- _FRAGMENTO DEL DOCUMENTO_:
-------------------------

Todos los seres capaces de comunicación lingüística deben ser reconocidos como personas, puesto que en todas sus acciones y expresiones son interlocutores virtuales, y la justificación ilimitada del pensamiento no puede renunciar a ningún interlocutor y a ninguna de sus aportaciones virtuales a la discusión. (Apel, 1985, II, 380)

Y la otra norma establece que todo tipo de problemática se puede resolver mediante un consenso. Es de esta manera que se bosqueja la fundamentación última pragmático-trascendental del principio de universalización de la ética, es la transformación de la ética kantiana en pos de la intersubjetividad lingüísticamente mediada.

Pero a la ética del discurso no se le puede acusar de lo que se le acusó a la época moderna, a saber, del olvido de la historia concreta de los seres humanos; pues la ética del discurso es una ética de la responsabilidad histórica. En su trabajo, Apel lo divide como una parte abstracta, la fundamentación última y la otra parte la denomina ética del discurso en su injerencia histórica.

La ética del discurso no solamente toma en cuenta la idealidad de la comunidad comunicativa, además: “Su punto de partida es también el a priori de la facticidad de la comunidad comunicativa real; es decir una forma de vida sociocultural a la que cualquier destinatario de la ética ha de pertenecer siempre debido a su identidad contingente, a su nacimiento y socialización” (Apel, 1992,164). No está hablando Apel de los seres humanos como categorías a priori del conocimiento, como se realizó en la época de la razón instrumental, más bien Apel menciona que los hombres, los integrantes de una comunidad comunicativa real, son los que viven en sociedad, en una cultura determinada, hombres de carne y hueso.

Es así que hay una consecuencia benéfica de la fundamentación última en sentido pragmático-lingüístico de la ética del discurso; a saber: “la norma básica de la responsabilidad histórica de la preocupación por la preservación de las condiciones naturales de la vida y los logros histórico-culturales de la comunidad comunicativa real fácticamente existente en este momento” (Apel, 1992, 165). Esta pre-ocupación no es de corte teórico, está directamente en relación con los hechos históricos, con la vida cotidiana. No está hablando Apel de rangos, de clasificaciones especulativas; está discutiendo de los hombres existentes, realmente en coexistencia, empíricamente sensibles, materialmente perceptibles.

-------------------------

- _CONSIGNA 1_:
Repite palabra por palabra el fragmento sobre la ética del discurso desde "Y la otra norma" hasta "intersubjetividad lingüísticamente mediada.", ambos incluidos.
- _CONSIGNA 2_:
Según el fragmento sobre la ética del discurso, ¿es cierta cada afirmación? (a) La ética del discurso es una ética de la responsabilidad histórica. (b) La preocupación por la preservación de las condiciones naturales de la vida es de corte teórico. (c) Una de las normas establece que todo tipo de problemática se puede resolver mediante un consenso. Responde sí o no a cada una y cita textualmente las palabras que lo deciden.

- _ENTRADAS MOSTRADAS_:
-------------------------

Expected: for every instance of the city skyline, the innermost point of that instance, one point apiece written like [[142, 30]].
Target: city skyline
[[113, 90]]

-------------------------

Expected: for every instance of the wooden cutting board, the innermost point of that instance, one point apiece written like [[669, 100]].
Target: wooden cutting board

-------------------------

- _RESPUESTA 1_:
Y la otra norma establece que todo tipo de problemática se puede resolver mediante un consenso. Es de esta manera que se bosqueja la fundamentación última pragmático-trascendental del principio de universalización de la ética, es la transformación de la ética kantiana en pos de la intersubjetividad lingüísticamente mediada.

- _RESPUESTA 2_:
(a) Sí: "la ética del discurso es una ética de la responsabilidad histórica".
(b) No: "Esta pre-ocupación no es de corte teórico".
(c) Sí: "la otra norma establece que todo tipo de problemática se puede resolver mediante un consenso".